Start
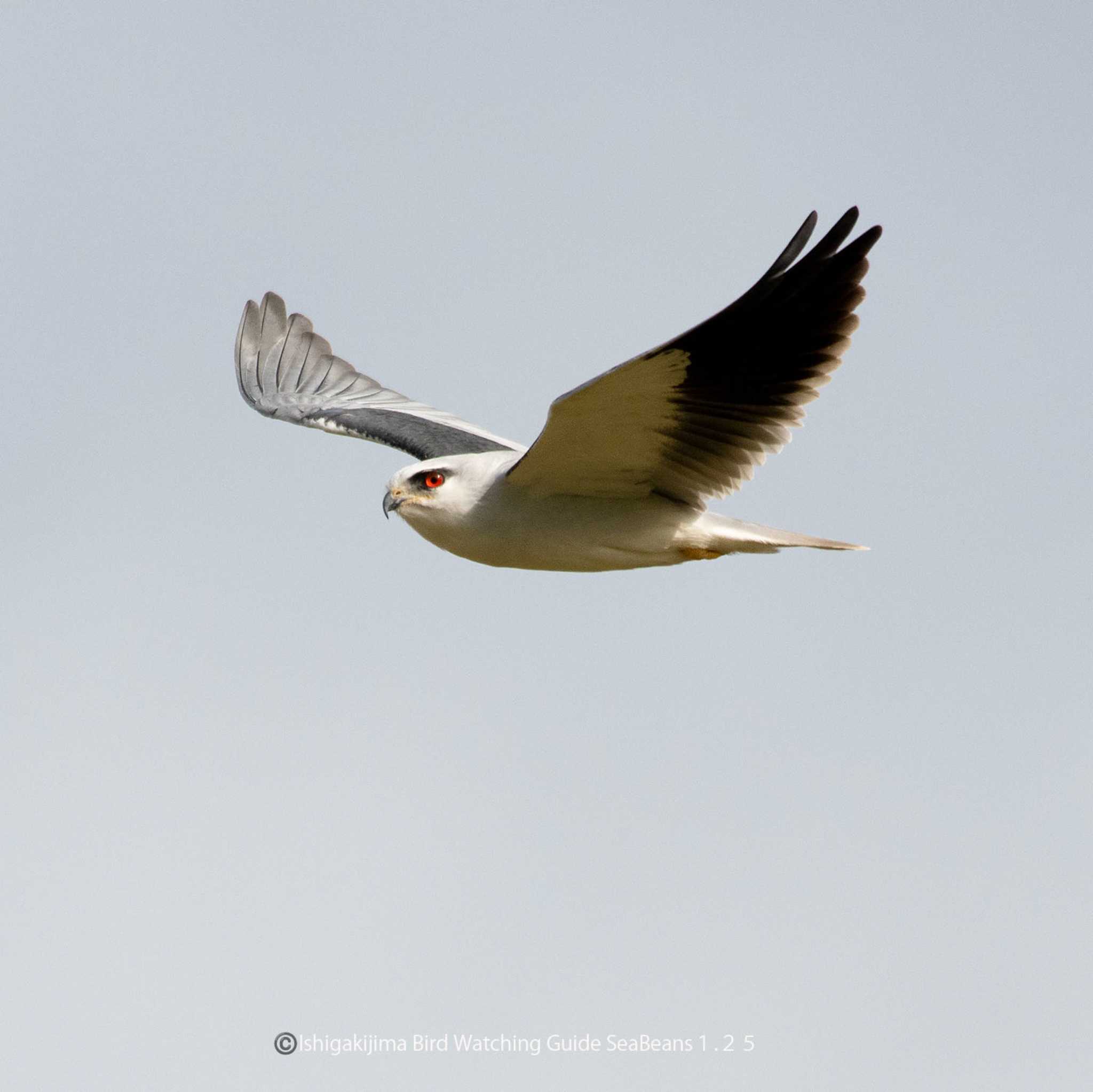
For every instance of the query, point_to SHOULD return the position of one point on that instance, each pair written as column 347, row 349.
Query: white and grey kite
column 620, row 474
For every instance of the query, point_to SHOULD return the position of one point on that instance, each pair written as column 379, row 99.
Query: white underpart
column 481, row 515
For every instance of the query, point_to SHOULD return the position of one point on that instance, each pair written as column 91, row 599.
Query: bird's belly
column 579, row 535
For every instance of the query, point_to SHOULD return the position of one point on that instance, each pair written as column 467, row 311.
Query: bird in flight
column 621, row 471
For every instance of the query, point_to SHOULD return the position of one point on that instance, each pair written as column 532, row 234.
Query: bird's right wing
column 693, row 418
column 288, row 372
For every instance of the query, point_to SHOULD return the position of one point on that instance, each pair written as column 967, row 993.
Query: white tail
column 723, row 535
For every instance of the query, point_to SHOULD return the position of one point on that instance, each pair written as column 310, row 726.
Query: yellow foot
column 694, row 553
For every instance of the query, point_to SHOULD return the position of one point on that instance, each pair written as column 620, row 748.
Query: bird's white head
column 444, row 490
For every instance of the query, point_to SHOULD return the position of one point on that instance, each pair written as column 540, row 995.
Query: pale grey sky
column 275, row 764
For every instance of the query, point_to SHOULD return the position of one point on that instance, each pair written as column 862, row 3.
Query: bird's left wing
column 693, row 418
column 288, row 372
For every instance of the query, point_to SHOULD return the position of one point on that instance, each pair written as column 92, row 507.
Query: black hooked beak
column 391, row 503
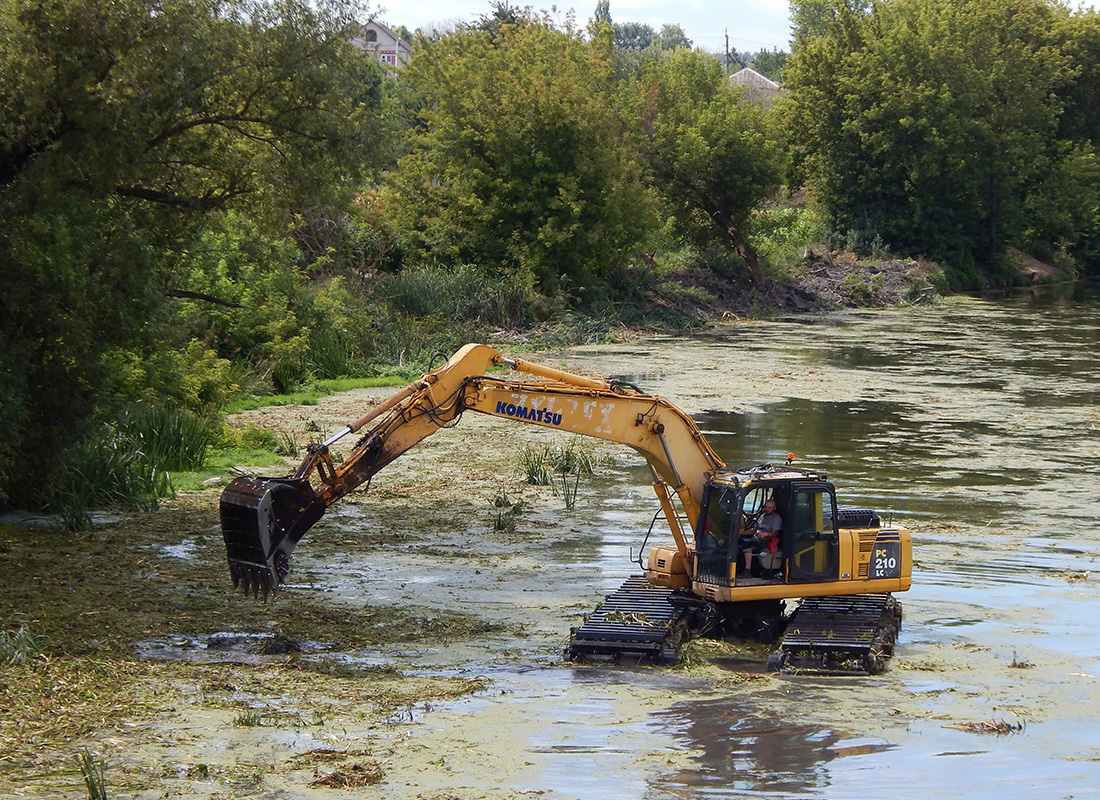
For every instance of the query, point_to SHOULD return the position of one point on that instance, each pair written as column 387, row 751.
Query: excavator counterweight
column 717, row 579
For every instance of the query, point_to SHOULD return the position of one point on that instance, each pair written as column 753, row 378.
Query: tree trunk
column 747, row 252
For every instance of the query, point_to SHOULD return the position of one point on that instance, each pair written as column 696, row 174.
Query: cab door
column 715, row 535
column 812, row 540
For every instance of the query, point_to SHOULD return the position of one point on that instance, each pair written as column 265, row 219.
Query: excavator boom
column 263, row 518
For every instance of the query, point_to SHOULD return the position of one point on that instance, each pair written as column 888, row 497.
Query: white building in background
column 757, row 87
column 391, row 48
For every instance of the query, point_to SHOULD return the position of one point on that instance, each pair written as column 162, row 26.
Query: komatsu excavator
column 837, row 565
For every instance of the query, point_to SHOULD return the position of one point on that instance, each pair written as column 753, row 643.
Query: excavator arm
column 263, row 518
End
▸ Work to be completed
Reproduce the entire listing above verbatim, omitting the pictures.

▸ Exercise response
For every instance of the query, point_to SHOULD return the position of one point on that instance, each pair written as column 347, row 349.
Query: white and grey kite
column 620, row 474
For every instance of the query, point_to SHOULD return the position of one point on that instance, each pair written as column 379, row 99.
Query: white underpart
column 481, row 515
For every instance of the query, point_to SHOULD return the position of one point on that instance, each pair written as column 91, row 599.
Query: bird's belly
column 579, row 535
For every instance of the query, point_to SHOULD return the position of one point on that instance, each pair written as column 467, row 311.
Query: bird in flight
column 621, row 471
For every instance of the query, point_to SHOULD return the position of one point on that instance, each pair written as column 532, row 234.
Query: bird's right wing
column 693, row 418
column 288, row 372
For every instance of the query, point_to SHOULD return the position of one point on that instance, each pair written as column 967, row 993.
Query: white tail
column 723, row 535
For every instance of the query, point_to SHOULD return the position of one point on that instance, each pair written as column 310, row 726.
Query: yellow foot
column 694, row 553
For every instance of the query, point_to SHOULD return the position of one point on that instance, each pair written as column 620, row 748.
Query: bird's white head
column 444, row 490
For every instance of the query, point_to SHOULD return the position of one point on that instance, each pair written as column 540, row 995.
Query: pale grey sky
column 275, row 764
For every instance of the query, point_to SHOULD return the position of one point on that instance, each pair written as column 862, row 3.
Query: bird's left wing
column 693, row 418
column 288, row 372
For every instance of the query, point_to SHOULD return the position of one point on that instance, each pair written as column 92, row 507.
Query: black hooked beak
column 391, row 503
For every instance of the query, point_to SHOULD return the position of one point on that instance, each pair written as column 387, row 751.
Query: excavator counterweight
column 717, row 579
For every instance of the query, point_to SHOULD return the position of one point on that instance, each pair written as column 753, row 378.
Query: tree trunk
column 747, row 252
For every instance of the query, point_to SHOULD return the position of one point on that instance, each pair written as column 696, row 174.
Query: cab door
column 715, row 535
column 812, row 540
For every instance of the query, point_to SHOULD return the position of one point on that instance, each pair written as column 265, row 219.
Query: excavator boom
column 263, row 518
For every instance of the query, point_to SHOULD return the position of one point on that instance, each pair written as column 888, row 497.
Query: white building in background
column 757, row 87
column 391, row 48
For every instance of the query, point_to SHOULD return the position of one point on that instance, each pair written as column 162, row 26.
Query: komatsu excavator
column 837, row 565
For every instance of the query, point_to SHOULD return the position of one point on that instance, each pair written as column 753, row 643.
Query: excavator arm
column 263, row 518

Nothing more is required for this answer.